Text to read:
In the spring of 2001, in an effort to prove who the best singles wrestler was in a promotion largely ruled by trios matches, Toryumon began hosting what would become the annual El Numero Uno tournament.

For 20 years now, with the exception of 2009, Toryumon and later Dragongate has provided a tournament for wrestlers to prove that in a landscape dominated by units, factions, and alliances, that they are the best at fighting alone. The format of the tournament has changed drastically throughout the years, starting as a three-block tournament with block winners advancing to the semi-finals along with a loser revival battle royal to anoint the fourth semi-finalist. At times, the tournament has been a single-elimination battle that spans across an entire month. Other times, it’s been block-play reminiscent of the modern G1 Climax format.

Whatever format the tournament has fostered has been irrelevant in the grand scheme of things. Winning King of Gate signifies a great deal of dominance. Throughout the 19 different times this tournament has been held, only Masaaki Mochizuki and Masato Yoshino have taken home the top prize multiple times. Mochizuki won the inaugural El Numero Uno tournament, then five years later won the second-annual King of Gate. Yoshino found success much later in his career, but racked up King of Gate honors in both 2015 and 2018. Of the 17 unique champions, all but 4 winners have failed to capture the top singles belt in the promotion at some point in their career. Dragon Kid (El Numero Uno 2004), Gamma (King of Gate 2007), Genki Horiguchi (King of Gate 2012), and T-Hawk (King of Gate 2017) never parlayed their success in singles competition into something greater.

Your tasks:
1. Translate this sentence from the wrestling text into Spanish: "Winning King of Gate signifies a great deal of dominance."
2. According to the wrestling text, in which two years did Masato Yoshino win King of Gate?
You won't need the data that comes after the wrestling text.

Data lines:
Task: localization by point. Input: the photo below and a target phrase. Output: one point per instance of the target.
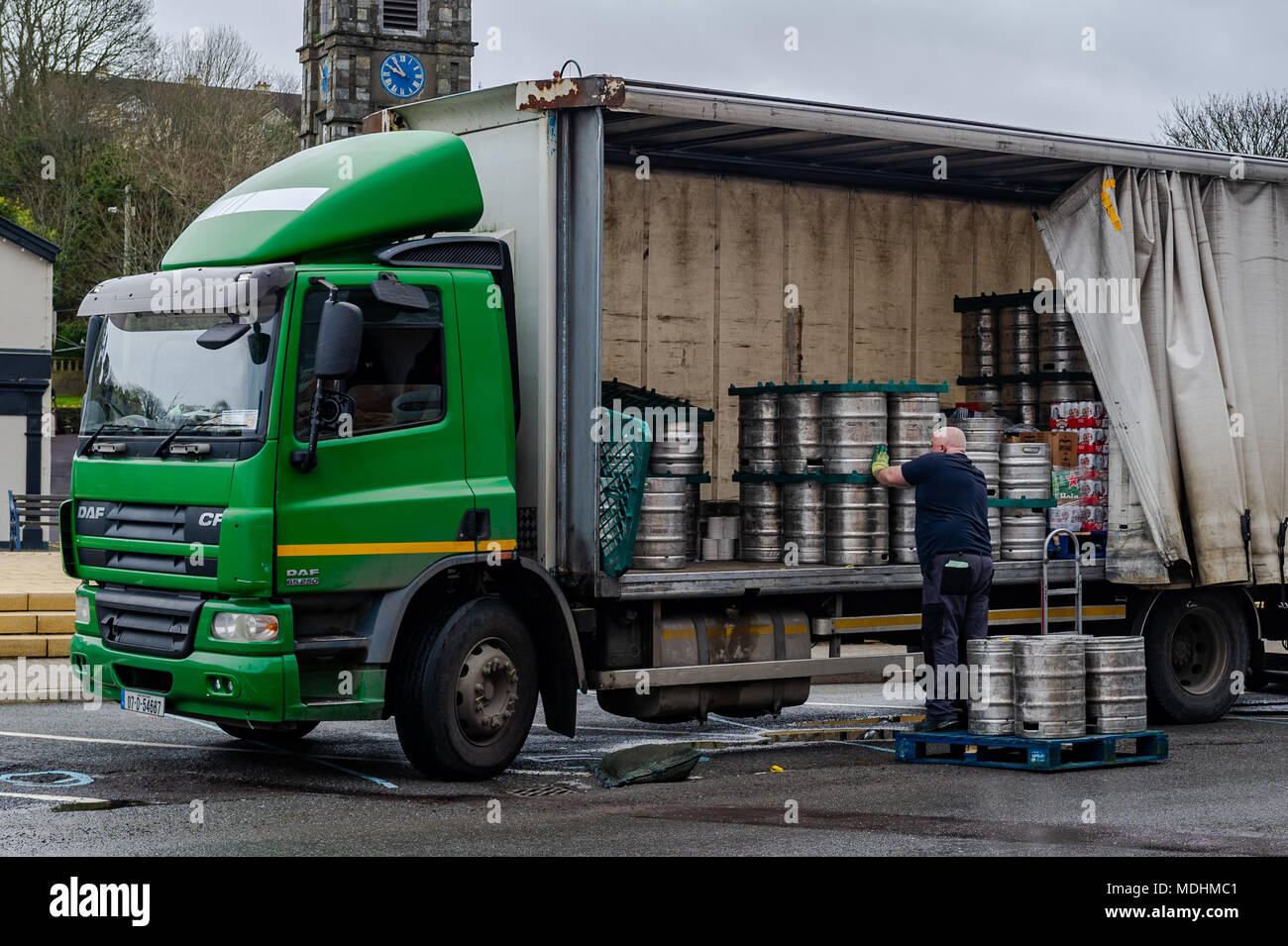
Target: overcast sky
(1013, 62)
* * *
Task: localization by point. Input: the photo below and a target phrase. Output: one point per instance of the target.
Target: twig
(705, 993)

Complete answers:
1. Ganar el King of Gate significa un gran dominio.

2. 2015 and 2018.